Yasin AKTAY
Trump yönetimindeki ABD’nin rahip Brunson’u kurtarma uğruna Türkiye’ye karşı giriştiği finansal darbe teşebbüsünde kaybedenin kısa ve uzun vadede ABD olduğunun çok açık olduğunu vurguladık. Gerçekten de bütün göstergeler, ABD’nin Türkiye’ye bu tavrı ve Türkiye’nin bu tavra karşı sergilediği mislince yaklaşımın bu konuda bir dönüm noktasına getirdiğini gösteriyor.
Zaten başladığından beri büyük tepkilere yol açan Trump politikalarına karşı küresel bir hoşnutsuzluğun kapsamlı ve organize bir muhalefete dönüşmesi için Türkiye’nin tutumu tetikleyici bir etki yapmış görünüyor. AK Parti Kongresine katılmak üzere gelen Avrupalı bir misafir sohbetimizde dünyanın Trump tarafından temsil edilen bu çılgınlığa karşı koymak için ciddi bir liderlik ihtiyacı içinde olduğunu ve Erdoğan’ın söylemleriyle ve kararlı duruşuyla bu beklentiye doğal olarak cevap vermiş olduğunu anlatıyordu.
Aslında tam da bu noktada, bu finansal saldırının ABD’ye kaybettirdiklerinden yeterince bahsetmiş olarak, bir de olayın Türkiye’ye kazandırdıkları üzerinde durabiliriz.

Saklanan veriler:

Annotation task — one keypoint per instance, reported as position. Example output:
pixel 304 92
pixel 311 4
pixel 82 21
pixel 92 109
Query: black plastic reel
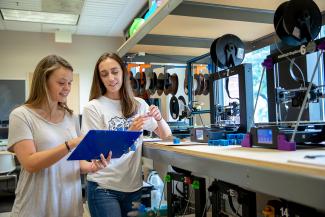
pixel 227 51
pixel 297 21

Uygulama görevleri >>
• a. Yukarıdaki satırlar arasında "pixel" sözcüğünü içerenlerin hepsini bulun ve olduğu gibi aktarın.
• b. ABD'nin Türkiye'ye yönelik finansal saldırısını ele alan metni, son cümlesinden sonra sürdürün.

Görev yanıtları >>
• a.
pixel 304 92
pixel 311 4
pixel 82 21
pixel 92 109
pixel 227 51
pixel 297 21

• b.
Kuşkusuz her saldırı gibi bunun da Türkiye’ye bir maliyeti yok değil. Nitekim dalgalanan kur dolayısıyla Türkiye’deki finans ve yatırım ortamının ciddi bir türbülansa girmiş olduğu ve bu türbülanstan herkesin güçlü çıkmadığı, bir çok piyasa aktörünün çok kötü etkilendiği bir gerçek. Üstelik türbülans hala devam ediyor, ancak ilk büyük saldırının savuşturulmuş olmasıyla birlikte yeni dalgalara karşı sistemin bir tür bağışıklık kazanmış olduğunu da söylemek mümkün. Yıkamayan darbeler daha da güçlendiriyor. Darbenin finansal olması bu kuralı değiştirmiyor. Türkiye’ye karşı ekonomik darbeyi planlayanlar bu iş için harcadıkları paralarla kalmış olacak.
Bu arada yaşananların Türkiye ekonomisiyle alakası olmadığının, bunun Türkiye’yi teslim almaya çalışan bir operasyonun sonucu olduğunun bilinmesi olaydan doğan zarara katlanmayı beklentilerin aksine kolaylaştırdı. Bilakis zararlar, “katlanılması zorunlu kayıplar” olarak görülmekten çok “ülkesine sahip çıkmak için şerefle ödenmesi gereken bir bedel” olarak görüldü. 15 Temmuz şerrinden nasıl büyük bir hayır sadır olduysa, bu finansal saldırıdan da böyle bir hayır sadır olmuş oldu. İnsanlar kaybettiklerini bilerek gidip ellerindeki avuçlarındaki dövizi Türk lirasına çevirerek, mallarını feda ederek bir millet olmanın şuuruna varmayı bir kez daha hak ettiler.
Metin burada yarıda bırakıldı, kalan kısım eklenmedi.